• _Your assignment_:
The data below needs to be returned exactly, line for line.
--- Given data ---
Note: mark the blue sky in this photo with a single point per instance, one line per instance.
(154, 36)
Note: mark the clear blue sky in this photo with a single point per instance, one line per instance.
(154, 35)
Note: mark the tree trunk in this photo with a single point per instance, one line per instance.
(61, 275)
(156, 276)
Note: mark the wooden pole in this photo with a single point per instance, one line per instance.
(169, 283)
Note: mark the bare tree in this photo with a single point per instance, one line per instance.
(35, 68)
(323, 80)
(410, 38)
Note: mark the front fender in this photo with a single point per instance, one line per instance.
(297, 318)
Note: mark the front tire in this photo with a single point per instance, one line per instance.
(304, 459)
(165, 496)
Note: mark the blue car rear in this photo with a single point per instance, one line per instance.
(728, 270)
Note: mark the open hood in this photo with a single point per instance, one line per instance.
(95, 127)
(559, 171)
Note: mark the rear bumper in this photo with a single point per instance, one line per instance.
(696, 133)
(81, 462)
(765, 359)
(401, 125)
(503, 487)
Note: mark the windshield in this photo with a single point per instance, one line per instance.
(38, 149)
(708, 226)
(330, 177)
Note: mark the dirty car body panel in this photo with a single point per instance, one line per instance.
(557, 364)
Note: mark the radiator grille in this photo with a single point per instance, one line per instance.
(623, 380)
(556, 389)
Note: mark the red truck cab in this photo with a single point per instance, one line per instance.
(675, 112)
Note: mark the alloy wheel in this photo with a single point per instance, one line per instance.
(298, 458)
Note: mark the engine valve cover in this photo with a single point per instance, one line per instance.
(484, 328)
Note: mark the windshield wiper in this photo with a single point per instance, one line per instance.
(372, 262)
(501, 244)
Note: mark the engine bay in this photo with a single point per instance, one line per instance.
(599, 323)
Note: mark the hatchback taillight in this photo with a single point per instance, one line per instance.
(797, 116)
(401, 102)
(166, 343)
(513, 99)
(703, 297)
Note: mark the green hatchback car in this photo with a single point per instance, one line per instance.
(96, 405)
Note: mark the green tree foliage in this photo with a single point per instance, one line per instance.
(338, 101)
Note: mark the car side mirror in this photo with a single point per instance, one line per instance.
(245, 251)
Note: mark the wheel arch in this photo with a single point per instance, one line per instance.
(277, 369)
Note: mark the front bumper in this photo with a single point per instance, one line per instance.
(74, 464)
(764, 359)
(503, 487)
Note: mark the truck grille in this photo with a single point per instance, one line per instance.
---
• _Answer space_:
Note: mark the blue sky in this photo with a single point per instance, one line per instance.
(154, 36)
Note: mark the clear blue sky in this photo with a single point per instance, one line per instance.
(154, 35)
Note: mark the tree trunk in this photo with a single point per instance, one line per instance.
(61, 275)
(156, 276)
Note: mark the wooden pole in this photo with a single point per instance, one line per instance.
(169, 283)
Note: mark the bare tree in this photo with a single point per instance, one line per instance.
(35, 68)
(323, 80)
(410, 38)
Note: mark the front fender in this photo with a single point per instance, one line per instance.
(297, 318)
Note: mark the front tire in this photo with a single point per instance, one line per instance.
(304, 459)
(165, 496)
Note: mark the blue car rear in this photo with a single point per instance, one line per instance.
(728, 270)
Note: mark the open hood in this photo with a single point per instance, one line per instance.
(95, 127)
(559, 171)
Note: mark the rear bumper in this photo with a single point per instance, one line per instance.
(696, 133)
(81, 462)
(765, 359)
(401, 125)
(503, 487)
Note: mark the windshield in this photo with a single point per instance, one line per instance.
(38, 149)
(708, 226)
(330, 177)
Note: mark the dirty car body panel in this photo with a single point per instance, one line per instance.
(557, 364)
Note: mark the radiator grille in this photo with a single point per instance, one line per instance.
(623, 380)
(556, 389)
Note: mark the red truck cab in this photo with a single point per instance, one line per instance.
(675, 112)
Note: mark the alloy wheel in this photo with a single point per instance, one line per instance.
(298, 458)
Note: mark the engine valve cover in this photo with a single point per instance, one line per instance.
(484, 328)
Note: mark the windshield wiper in this photo with a single point per instance, one line per instance.
(372, 262)
(501, 244)
Note: mark the engine bay in this photo with a single point per instance, one line per instance.
(599, 323)
Note: mark the hatchback taillight in this photo with a single point per instance, one line per instance.
(797, 116)
(401, 102)
(166, 343)
(513, 99)
(703, 297)
Note: mark the green hatchback car in this photo with a single point per instance, one line per instance.
(96, 405)
Note: mark the green tree foliage in this photo with a single point per instance, one line per instance.
(338, 101)
Note: mark the car side mirror in this photo with a single point per instance, one line per instance.
(245, 251)
Note: mark the wheel arch in this photo with a single point per instance, one line per instance.
(277, 369)
Note: mark the front bumper in this photo with a single point per instance, one line per instance.
(74, 464)
(764, 359)
(503, 487)
Note: mark the truck grille in this photo with a single point per instance, one line per instance.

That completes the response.